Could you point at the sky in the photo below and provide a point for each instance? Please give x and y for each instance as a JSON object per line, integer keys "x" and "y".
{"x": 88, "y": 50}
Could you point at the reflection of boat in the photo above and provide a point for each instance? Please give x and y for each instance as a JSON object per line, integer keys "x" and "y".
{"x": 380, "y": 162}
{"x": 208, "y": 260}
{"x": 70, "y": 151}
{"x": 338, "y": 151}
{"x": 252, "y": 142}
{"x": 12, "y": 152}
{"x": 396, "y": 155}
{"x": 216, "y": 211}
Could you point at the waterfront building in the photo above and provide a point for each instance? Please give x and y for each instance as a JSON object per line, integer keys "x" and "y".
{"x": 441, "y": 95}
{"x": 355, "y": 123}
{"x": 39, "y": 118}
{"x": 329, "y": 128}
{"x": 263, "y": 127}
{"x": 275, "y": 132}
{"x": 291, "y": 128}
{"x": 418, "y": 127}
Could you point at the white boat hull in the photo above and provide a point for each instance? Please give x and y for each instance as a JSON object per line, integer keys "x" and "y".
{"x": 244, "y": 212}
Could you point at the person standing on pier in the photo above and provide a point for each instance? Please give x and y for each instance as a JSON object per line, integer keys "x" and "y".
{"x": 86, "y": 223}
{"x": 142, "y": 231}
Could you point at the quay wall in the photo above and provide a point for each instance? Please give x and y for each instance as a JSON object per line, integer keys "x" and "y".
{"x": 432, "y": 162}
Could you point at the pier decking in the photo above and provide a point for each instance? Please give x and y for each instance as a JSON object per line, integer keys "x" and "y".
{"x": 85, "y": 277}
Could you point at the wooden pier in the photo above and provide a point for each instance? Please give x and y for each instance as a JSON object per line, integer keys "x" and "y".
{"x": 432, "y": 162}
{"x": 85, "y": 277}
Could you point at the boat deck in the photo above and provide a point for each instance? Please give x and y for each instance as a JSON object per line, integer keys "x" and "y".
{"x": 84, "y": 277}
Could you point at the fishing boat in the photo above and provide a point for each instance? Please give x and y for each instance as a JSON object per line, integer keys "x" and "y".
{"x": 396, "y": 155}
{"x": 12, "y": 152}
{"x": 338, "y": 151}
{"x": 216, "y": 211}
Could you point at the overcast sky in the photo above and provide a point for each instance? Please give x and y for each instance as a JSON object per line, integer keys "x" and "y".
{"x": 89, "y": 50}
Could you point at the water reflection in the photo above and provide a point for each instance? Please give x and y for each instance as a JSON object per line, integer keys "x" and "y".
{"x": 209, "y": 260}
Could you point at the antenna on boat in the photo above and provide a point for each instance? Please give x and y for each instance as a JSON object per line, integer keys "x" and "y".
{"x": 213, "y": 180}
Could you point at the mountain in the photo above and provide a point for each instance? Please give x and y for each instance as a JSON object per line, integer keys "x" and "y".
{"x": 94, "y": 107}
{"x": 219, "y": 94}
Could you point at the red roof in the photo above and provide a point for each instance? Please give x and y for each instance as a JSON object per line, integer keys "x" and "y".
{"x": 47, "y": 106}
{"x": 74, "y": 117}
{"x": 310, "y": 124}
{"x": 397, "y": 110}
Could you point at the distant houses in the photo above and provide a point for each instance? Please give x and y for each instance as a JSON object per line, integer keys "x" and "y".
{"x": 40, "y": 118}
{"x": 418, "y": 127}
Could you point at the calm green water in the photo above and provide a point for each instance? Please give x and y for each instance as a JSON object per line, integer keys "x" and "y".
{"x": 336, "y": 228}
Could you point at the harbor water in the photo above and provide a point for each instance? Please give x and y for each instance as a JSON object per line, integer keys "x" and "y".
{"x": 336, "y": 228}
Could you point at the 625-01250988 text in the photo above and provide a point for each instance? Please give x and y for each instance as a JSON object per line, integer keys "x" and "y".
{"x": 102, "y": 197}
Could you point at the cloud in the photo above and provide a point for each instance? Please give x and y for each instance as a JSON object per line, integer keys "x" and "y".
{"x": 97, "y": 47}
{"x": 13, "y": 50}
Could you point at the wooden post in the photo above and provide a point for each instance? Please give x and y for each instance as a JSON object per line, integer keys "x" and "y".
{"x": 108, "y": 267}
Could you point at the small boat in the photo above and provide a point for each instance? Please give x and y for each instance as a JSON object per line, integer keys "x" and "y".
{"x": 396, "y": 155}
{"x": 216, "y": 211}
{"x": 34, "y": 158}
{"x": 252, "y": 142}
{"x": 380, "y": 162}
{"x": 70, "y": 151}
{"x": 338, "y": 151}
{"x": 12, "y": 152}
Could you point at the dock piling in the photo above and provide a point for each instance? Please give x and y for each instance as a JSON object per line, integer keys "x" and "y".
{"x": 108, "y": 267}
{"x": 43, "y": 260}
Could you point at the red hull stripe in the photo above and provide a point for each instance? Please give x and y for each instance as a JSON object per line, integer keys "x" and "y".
● ● ● ● ●
Aim of the task ▸ Every entry needs to be retyped exactly.

Your response ▸
Could you point at the sky in the photo below and provide a point for each instance? Please give x and y for each instance as a JSON object per line, integer keys "x" and "y".
{"x": 88, "y": 50}
Could you point at the reflection of boat in the photo above and provide a point for each instance? Please give x and y for each instance as a JSON object per line, integer keys "x" and "y".
{"x": 380, "y": 162}
{"x": 208, "y": 260}
{"x": 70, "y": 151}
{"x": 338, "y": 151}
{"x": 252, "y": 142}
{"x": 12, "y": 152}
{"x": 396, "y": 155}
{"x": 216, "y": 211}
Could you point at the waterfront building in the photo above and provide a point for each instance? Please give x and y for each instance as a JSON object per line, integer keys "x" and "y".
{"x": 441, "y": 95}
{"x": 355, "y": 123}
{"x": 39, "y": 118}
{"x": 329, "y": 128}
{"x": 263, "y": 127}
{"x": 275, "y": 132}
{"x": 291, "y": 128}
{"x": 418, "y": 127}
Could you point at the white boat hull in the photo above and provide a point for each instance? Please give x and y for each instance as a JSON object per line, integer keys "x" and "y".
{"x": 244, "y": 212}
Could you point at the person standing on pier in the photo above and provide a point for each instance? Please give x and y for each instance as a JSON object per line, integer keys "x" and "y".
{"x": 86, "y": 223}
{"x": 142, "y": 231}
Could you point at the quay wall in the photo above and provide a point for each instance? Please give x and y for each instance as a JSON object per line, integer keys "x" and "y".
{"x": 432, "y": 162}
Could you point at the pier decking in the photo above and provide a point for each instance? Please give x and y for each instance as a JSON object per line, integer keys "x" and "y".
{"x": 85, "y": 277}
Could you point at the wooden pier in the photo above and provide a point for each instance? Please give x and y for each instance as a JSON object per line, integer keys "x" and "y".
{"x": 432, "y": 162}
{"x": 85, "y": 277}
Could you point at the boat deck in the photo above and provide a point for each instance? Please give x and y for each instance as a JSON object per line, integer keys "x" and "y".
{"x": 84, "y": 277}
Could you point at the fishing boat in the photo above and provide a point for each instance? Please give x and y for each instance as a JSON object per line, integer keys "x" and "y".
{"x": 396, "y": 155}
{"x": 12, "y": 152}
{"x": 338, "y": 151}
{"x": 216, "y": 211}
Could you point at the overcast sky in the photo above and provide a point for each instance? Please give x and y for each instance as a JSON object per line, integer keys "x" and "y".
{"x": 89, "y": 50}
Could you point at the water reflection in the photo above and provide a point for each instance? Please give x and y for each instance as a JSON object per line, integer keys "x" and "y".
{"x": 209, "y": 260}
Could you point at the antenna on boat in the photo above and provide a point for each instance? Please give x and y for each instance as a JSON object per line, integer keys "x" and "y".
{"x": 213, "y": 180}
Could you point at the mountain in the photo above and provide a point for each instance? Please give x and y for each instance as a JSON object per line, integer keys "x" and "y".
{"x": 94, "y": 107}
{"x": 219, "y": 94}
Could you point at the red roof in the photo above and provide a point for each instance? Please give x and y for each instance as a JSON object per line, integer keys "x" and "y".
{"x": 47, "y": 106}
{"x": 74, "y": 117}
{"x": 310, "y": 124}
{"x": 397, "y": 110}
Could you point at the distant houses in the photo above and provide a point for each instance? Please give x and y for each instance as a JSON object per line, integer keys "x" and "y".
{"x": 40, "y": 118}
{"x": 418, "y": 127}
Could you point at the calm green water in the photo above and provide a point for each instance? Please give x and y for each instance as a JSON object per line, integer keys "x" and "y".
{"x": 336, "y": 228}
Could you point at the harbor water in the photo above and provide a point for each instance? Please give x and y for each instance as a JSON object per line, integer keys "x" and "y".
{"x": 336, "y": 228}
Could you point at the 625-01250988 text in the photo above and provide a point for each instance? Please give x and y for each instance as a JSON object per line, integer keys "x" and "y".
{"x": 102, "y": 197}
Could you point at the cloud in the photo above and provide a point for each instance? Please give x and y for each instance as a JSON object per line, integer keys "x" and "y".
{"x": 97, "y": 47}
{"x": 13, "y": 50}
Could you point at the wooden post in the photo above and provide a point for each instance? Please give x and y for each instance as a JSON object per line, integer keys "x" and "y".
{"x": 108, "y": 267}
Could you point at the small boat in the photo above and provide a point for each instance? Please give x and y for each instance as a JSON object per line, integer keys "x" and "y".
{"x": 396, "y": 155}
{"x": 216, "y": 211}
{"x": 34, "y": 158}
{"x": 252, "y": 142}
{"x": 380, "y": 162}
{"x": 70, "y": 151}
{"x": 338, "y": 151}
{"x": 12, "y": 152}
Could you point at the dock piling in the photo above and provide a point for each instance? Please give x and y for each instance as a JSON object per line, integer keys "x" and "y".
{"x": 108, "y": 267}
{"x": 43, "y": 260}
Could you point at the red hull stripe in the photo above and provide a point for each instance? Please give x and y for each instance as a JSON object per line, integer keys "x" and "y".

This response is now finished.